Image point grounding data -

# # # # # # #

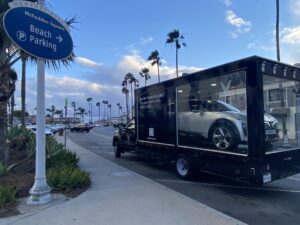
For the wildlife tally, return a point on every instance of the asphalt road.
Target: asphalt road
(276, 203)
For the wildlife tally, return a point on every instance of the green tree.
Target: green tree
(145, 73)
(177, 38)
(155, 60)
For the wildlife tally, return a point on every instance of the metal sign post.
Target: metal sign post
(65, 133)
(44, 35)
(40, 192)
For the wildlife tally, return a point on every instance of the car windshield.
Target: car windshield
(228, 107)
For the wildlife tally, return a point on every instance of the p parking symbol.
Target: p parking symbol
(21, 35)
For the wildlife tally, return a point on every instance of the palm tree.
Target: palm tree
(155, 59)
(52, 111)
(129, 77)
(24, 57)
(277, 31)
(118, 106)
(89, 100)
(98, 104)
(177, 38)
(73, 104)
(125, 91)
(145, 73)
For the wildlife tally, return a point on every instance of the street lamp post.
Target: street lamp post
(40, 192)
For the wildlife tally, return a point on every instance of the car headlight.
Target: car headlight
(244, 127)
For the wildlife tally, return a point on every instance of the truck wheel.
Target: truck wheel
(117, 149)
(224, 137)
(183, 167)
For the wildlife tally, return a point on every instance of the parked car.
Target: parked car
(32, 128)
(222, 124)
(82, 127)
(124, 138)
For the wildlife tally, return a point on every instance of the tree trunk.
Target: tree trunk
(4, 154)
(12, 109)
(176, 61)
(277, 31)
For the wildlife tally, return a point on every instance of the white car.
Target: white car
(48, 132)
(222, 124)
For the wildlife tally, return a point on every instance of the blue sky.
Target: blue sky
(114, 37)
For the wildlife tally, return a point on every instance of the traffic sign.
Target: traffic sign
(38, 32)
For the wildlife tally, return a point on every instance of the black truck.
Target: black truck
(240, 120)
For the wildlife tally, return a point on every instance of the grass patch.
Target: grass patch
(7, 195)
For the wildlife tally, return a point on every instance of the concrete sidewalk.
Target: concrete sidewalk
(120, 197)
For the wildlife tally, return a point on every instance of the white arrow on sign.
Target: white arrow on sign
(59, 38)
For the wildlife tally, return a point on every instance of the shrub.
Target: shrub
(52, 147)
(7, 195)
(68, 178)
(63, 158)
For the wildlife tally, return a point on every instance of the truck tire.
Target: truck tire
(224, 136)
(183, 167)
(117, 149)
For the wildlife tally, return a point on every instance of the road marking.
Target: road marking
(228, 186)
(294, 178)
(101, 135)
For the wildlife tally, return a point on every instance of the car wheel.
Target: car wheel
(183, 167)
(117, 149)
(224, 137)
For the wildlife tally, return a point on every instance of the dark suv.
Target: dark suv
(124, 139)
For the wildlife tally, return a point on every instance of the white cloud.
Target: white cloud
(241, 25)
(227, 2)
(100, 83)
(87, 62)
(146, 40)
(295, 8)
(291, 35)
(259, 46)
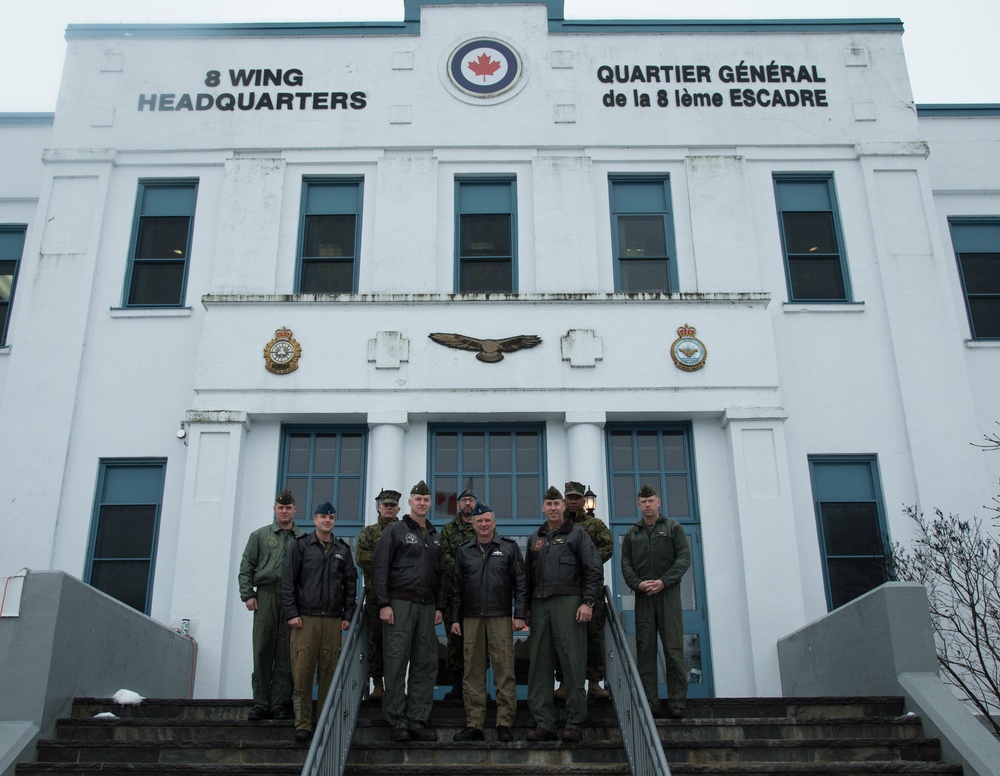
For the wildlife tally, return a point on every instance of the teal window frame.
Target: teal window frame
(808, 214)
(485, 234)
(976, 241)
(851, 525)
(125, 526)
(329, 235)
(160, 249)
(11, 250)
(326, 463)
(642, 234)
(504, 475)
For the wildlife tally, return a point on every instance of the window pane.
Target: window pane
(127, 581)
(326, 453)
(298, 453)
(158, 282)
(125, 531)
(640, 275)
(482, 276)
(528, 446)
(330, 236)
(809, 233)
(851, 577)
(163, 237)
(985, 313)
(485, 235)
(981, 272)
(648, 450)
(327, 277)
(500, 453)
(816, 278)
(640, 236)
(473, 452)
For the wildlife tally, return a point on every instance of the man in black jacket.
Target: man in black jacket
(489, 574)
(318, 597)
(409, 573)
(564, 580)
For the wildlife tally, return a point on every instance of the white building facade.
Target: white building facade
(742, 267)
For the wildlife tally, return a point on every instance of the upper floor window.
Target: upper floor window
(815, 262)
(850, 519)
(642, 233)
(329, 236)
(11, 246)
(485, 235)
(977, 248)
(161, 243)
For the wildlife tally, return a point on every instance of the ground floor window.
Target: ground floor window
(850, 520)
(124, 529)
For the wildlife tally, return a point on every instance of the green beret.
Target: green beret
(420, 489)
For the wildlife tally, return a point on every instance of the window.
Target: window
(161, 242)
(850, 519)
(326, 464)
(329, 236)
(485, 236)
(642, 232)
(124, 529)
(11, 246)
(815, 264)
(505, 464)
(977, 248)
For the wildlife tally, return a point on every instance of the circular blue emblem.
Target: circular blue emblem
(484, 67)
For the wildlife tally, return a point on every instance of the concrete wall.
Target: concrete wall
(71, 641)
(883, 644)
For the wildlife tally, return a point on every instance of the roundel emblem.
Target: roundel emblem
(484, 67)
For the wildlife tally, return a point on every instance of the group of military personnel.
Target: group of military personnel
(301, 588)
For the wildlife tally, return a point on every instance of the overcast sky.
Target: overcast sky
(950, 46)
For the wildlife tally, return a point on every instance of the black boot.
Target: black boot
(455, 693)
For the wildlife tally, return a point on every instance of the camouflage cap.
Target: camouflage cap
(468, 492)
(575, 489)
(388, 497)
(420, 489)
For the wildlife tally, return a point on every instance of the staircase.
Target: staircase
(728, 737)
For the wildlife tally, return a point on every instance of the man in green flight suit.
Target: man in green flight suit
(260, 589)
(387, 504)
(655, 555)
(600, 534)
(453, 535)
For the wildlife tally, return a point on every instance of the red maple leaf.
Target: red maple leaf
(484, 66)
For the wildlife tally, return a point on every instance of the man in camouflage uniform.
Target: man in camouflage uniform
(260, 589)
(457, 532)
(387, 505)
(600, 534)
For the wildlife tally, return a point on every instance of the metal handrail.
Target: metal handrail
(332, 737)
(635, 719)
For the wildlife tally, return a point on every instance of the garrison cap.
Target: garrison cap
(468, 492)
(552, 494)
(388, 497)
(575, 489)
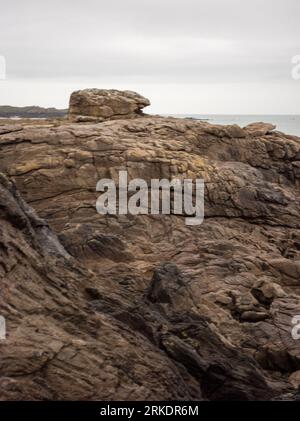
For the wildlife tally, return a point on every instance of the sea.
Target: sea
(289, 124)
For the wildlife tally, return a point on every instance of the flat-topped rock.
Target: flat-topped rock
(97, 105)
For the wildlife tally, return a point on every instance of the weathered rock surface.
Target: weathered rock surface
(145, 307)
(94, 105)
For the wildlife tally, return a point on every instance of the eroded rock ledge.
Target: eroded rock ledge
(96, 105)
(145, 307)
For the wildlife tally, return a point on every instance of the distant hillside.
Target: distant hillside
(7, 111)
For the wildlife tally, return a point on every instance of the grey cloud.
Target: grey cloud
(151, 41)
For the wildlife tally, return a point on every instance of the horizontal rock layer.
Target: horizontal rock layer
(145, 307)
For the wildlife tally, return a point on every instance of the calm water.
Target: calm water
(289, 124)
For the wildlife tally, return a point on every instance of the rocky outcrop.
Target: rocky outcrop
(96, 105)
(145, 307)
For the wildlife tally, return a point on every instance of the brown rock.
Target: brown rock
(96, 105)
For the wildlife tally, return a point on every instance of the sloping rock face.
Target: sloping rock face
(96, 105)
(145, 307)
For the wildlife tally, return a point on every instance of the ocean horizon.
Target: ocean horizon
(289, 124)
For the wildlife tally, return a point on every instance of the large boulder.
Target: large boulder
(94, 105)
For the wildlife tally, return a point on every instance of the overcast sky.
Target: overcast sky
(187, 56)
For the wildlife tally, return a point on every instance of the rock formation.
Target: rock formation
(144, 307)
(96, 105)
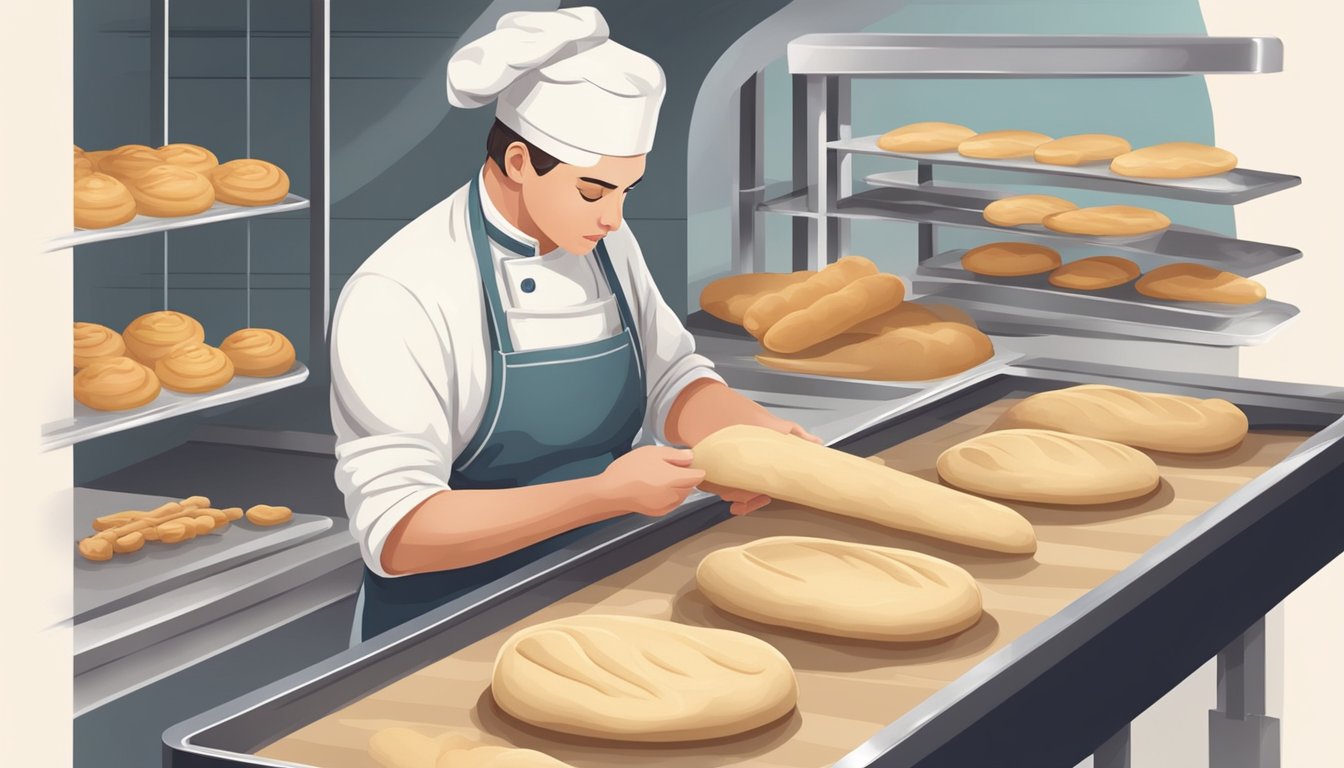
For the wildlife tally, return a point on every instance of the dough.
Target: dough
(1171, 423)
(793, 470)
(1094, 273)
(1024, 210)
(1003, 144)
(842, 589)
(1048, 467)
(911, 353)
(925, 137)
(1081, 149)
(1108, 221)
(1175, 160)
(832, 315)
(1010, 258)
(1199, 283)
(730, 297)
(641, 679)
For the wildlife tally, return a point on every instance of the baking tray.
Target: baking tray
(127, 579)
(1133, 630)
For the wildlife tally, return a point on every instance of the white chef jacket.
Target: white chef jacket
(410, 357)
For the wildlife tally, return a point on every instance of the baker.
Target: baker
(496, 362)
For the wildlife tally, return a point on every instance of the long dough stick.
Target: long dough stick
(784, 467)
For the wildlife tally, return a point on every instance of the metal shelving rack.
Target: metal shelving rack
(823, 199)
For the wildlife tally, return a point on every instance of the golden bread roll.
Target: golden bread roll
(102, 202)
(1010, 258)
(914, 353)
(258, 353)
(116, 384)
(194, 367)
(797, 471)
(1081, 149)
(156, 334)
(1108, 221)
(1024, 210)
(1175, 160)
(842, 589)
(1048, 467)
(249, 182)
(773, 307)
(1003, 144)
(641, 679)
(1199, 283)
(836, 312)
(171, 191)
(1171, 423)
(730, 297)
(1094, 273)
(188, 156)
(925, 137)
(94, 342)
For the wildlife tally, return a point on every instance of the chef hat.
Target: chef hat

# # # # # # #

Work instructions - Your answer must consist solely of the lines above between the line holding "Target: truck wheel" and the line holding "the white car.", inclusive, copied exactly.

Written answer -
Target: truck wheel
(117, 149)
(224, 137)
(183, 167)
For the wildlife tally, return a point on every instance of the parked car.
Target: parked car
(32, 128)
(222, 124)
(82, 127)
(124, 138)
For the wildlife tally, return a point on every instance of the tree trunk.
Target: tree trunk
(4, 154)
(12, 109)
(176, 61)
(277, 31)
For the wildlife tally, return a point on every instance of the white car.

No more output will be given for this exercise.